- _TEXT UNDER STUDY_:
# Disappointed with Modbargains.com



## Esteves (Sep 29, 2002)

Disappointed with Modbargains.com

Okay, I need to vent. I'm thoroughly disappointed with my experience ordering from www.modbargains.com

01-22-08 - I placed an order with www.modbargains.com

01-23-08 - Received an email that there was something wrong with my order. My fault, incorrect three digit code for the credit card. Not a problem, I provide it.

01-26-08 - Received an email that my credit card was charged and my order is being processed. I should be receiving an email for my tracking numbers.

01-31-08 - I phone modbargains.com and ask why I have not received my tracking numbers and where my order was shipped. The order was supposedly processed on 01-26-08, yet no action on my order. Customer service rep acknowledges no tracking number and gets my phone number and will call me back. She will track down manufacturers and ask why items have no shipped. I do not receive a phone call from customer service rep.

02-02-08 - Sent an email to modbargains.com asking again why my order has not been shipped. I mention in the email that I spoke to a customer service rep, but that person did not return my phone call. Email was sent at 7:30am.

02-02-08 - I receive an email 4 hours later (11:30am according to time stamp) that my order was indeed shipped on 01-31-08, but the tracking numbers were never emailed to me. I find amusing that it was shipped on 01-31-08, the day I called asking why my order was not shipped. I can only assume that my calling prompted modbargains.com to ship my order and if I had not called, it may not have shipped, but this is just conjecture. I receive a separate email with my tracking numbers (2 shipments) that same day.

Source records
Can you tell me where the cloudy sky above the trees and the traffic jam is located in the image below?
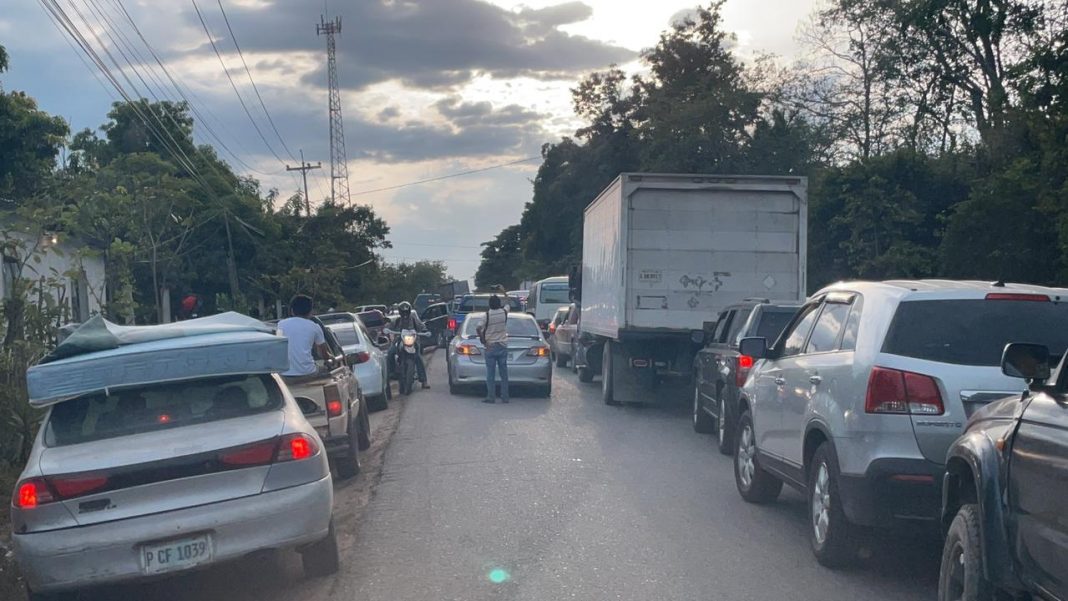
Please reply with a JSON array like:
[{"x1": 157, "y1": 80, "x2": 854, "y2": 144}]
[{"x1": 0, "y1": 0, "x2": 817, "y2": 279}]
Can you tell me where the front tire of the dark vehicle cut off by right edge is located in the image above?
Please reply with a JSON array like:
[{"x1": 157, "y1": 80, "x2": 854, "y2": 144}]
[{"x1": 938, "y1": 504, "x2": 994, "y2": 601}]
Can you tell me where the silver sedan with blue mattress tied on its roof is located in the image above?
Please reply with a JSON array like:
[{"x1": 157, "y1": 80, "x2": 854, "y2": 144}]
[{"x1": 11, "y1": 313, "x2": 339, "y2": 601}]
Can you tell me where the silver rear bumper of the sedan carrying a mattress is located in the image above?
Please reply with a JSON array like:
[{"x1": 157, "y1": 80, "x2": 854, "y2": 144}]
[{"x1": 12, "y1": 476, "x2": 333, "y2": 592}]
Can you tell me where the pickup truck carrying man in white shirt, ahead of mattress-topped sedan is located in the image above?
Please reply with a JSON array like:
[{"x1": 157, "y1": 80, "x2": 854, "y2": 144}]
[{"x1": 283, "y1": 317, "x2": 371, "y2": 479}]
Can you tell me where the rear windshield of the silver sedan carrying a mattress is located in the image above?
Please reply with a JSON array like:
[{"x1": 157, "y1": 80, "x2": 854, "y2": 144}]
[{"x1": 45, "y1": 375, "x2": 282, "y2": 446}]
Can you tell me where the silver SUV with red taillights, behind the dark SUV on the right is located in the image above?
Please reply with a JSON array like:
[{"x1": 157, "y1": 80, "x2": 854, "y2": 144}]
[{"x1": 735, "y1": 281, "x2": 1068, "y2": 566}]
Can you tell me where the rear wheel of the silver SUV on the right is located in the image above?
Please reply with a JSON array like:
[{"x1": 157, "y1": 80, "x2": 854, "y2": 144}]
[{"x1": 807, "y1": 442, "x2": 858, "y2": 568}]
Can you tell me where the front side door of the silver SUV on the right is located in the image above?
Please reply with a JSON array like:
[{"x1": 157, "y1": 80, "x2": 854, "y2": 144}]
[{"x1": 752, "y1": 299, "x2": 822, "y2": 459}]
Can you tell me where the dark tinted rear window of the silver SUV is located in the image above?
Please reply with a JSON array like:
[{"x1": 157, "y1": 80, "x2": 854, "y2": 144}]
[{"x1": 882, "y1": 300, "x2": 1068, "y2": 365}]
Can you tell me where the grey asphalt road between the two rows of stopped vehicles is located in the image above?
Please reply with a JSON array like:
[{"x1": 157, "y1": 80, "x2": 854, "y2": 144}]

- _STUDY QUESTIONS_:
a – Please list each distinct date that opens a dated entry in the post about Modbargains.com.
b – In the post about Modbargains.com, what problem with the order did the 01-23-08 email report?
c – Resume the post about Modbargains.com after its final sentence.
The material has no connection to the post about Modbargains.com.

- _NUMBERED ANSWERS_:
a – 01-22-08, 01-23-08, 01-26-08, 01-31-08, 02-02-08

b – The credit card's three-digit code was incorrect.

c –
02-06-08 - I received the order and notice that an item is missing. I send an email stating that there is a missing item in my order.

02-06-08 - I receive an email an hour later stating the tracking number that the item was associated to and that the tracking number states the item was delivered. Modbargains.com asks in their email "Was that part not in the package?"

02-06-08 - I respond to modbargains.com email that the ordered part was not in the package. I do not receive any response email.

02-09-08 - I send an email to modbargains.com stating again that my order is incomplete. Also, I also state in my email that the bonnet stripes I ordered are the incorrect size, the incorrect item number and I was also overcharged. I was charged for rear bonnet stripes ($41.50), but my order clearly shows the part number for front bonnet stripes (should be $31.50), but the charged amount is $41.50. I can only guess that they must have shipped me bonnet stripes for the hatch portion based on the charged amount. I ask modbargains .com to rectify the matter by

1. Correct the error in billing and credit me $10.00 for the overcharge for Item #bmw-mini-ext003.
2. Overnight Item #bmw-mini-ext003 at no charge to my address. Please use a circular shipping container to ship this item. The incorrect bonnet stripes that were shipped were placed in a square box and thoroughly creased as can be seen in the pictures attached.
3. Overnight Item #bmw-mini-ext006 at no charge to my address.

It's obviously late on Saturday and they are close, but I hope modbargains.com fixes this problem.

I'm thoroughly disappointed with my experience with this company. I'm sure plenty of folks have had good experience, but I believe I've given modbargains.com enough time to correct the situation in a timely manner.

I've attached pictures of the incorrect bonnet stripes they sent (which I also sent to them in the email I sent today).

Pictures here: http://forums.bimmerforums.com/forum/showpost.php?p=12058806&postcount=1


----------



## Rich_Jenkins (Jul 12, 2003)

Hi, one vent is fine, but cross posting is usually a :nono:

mmk?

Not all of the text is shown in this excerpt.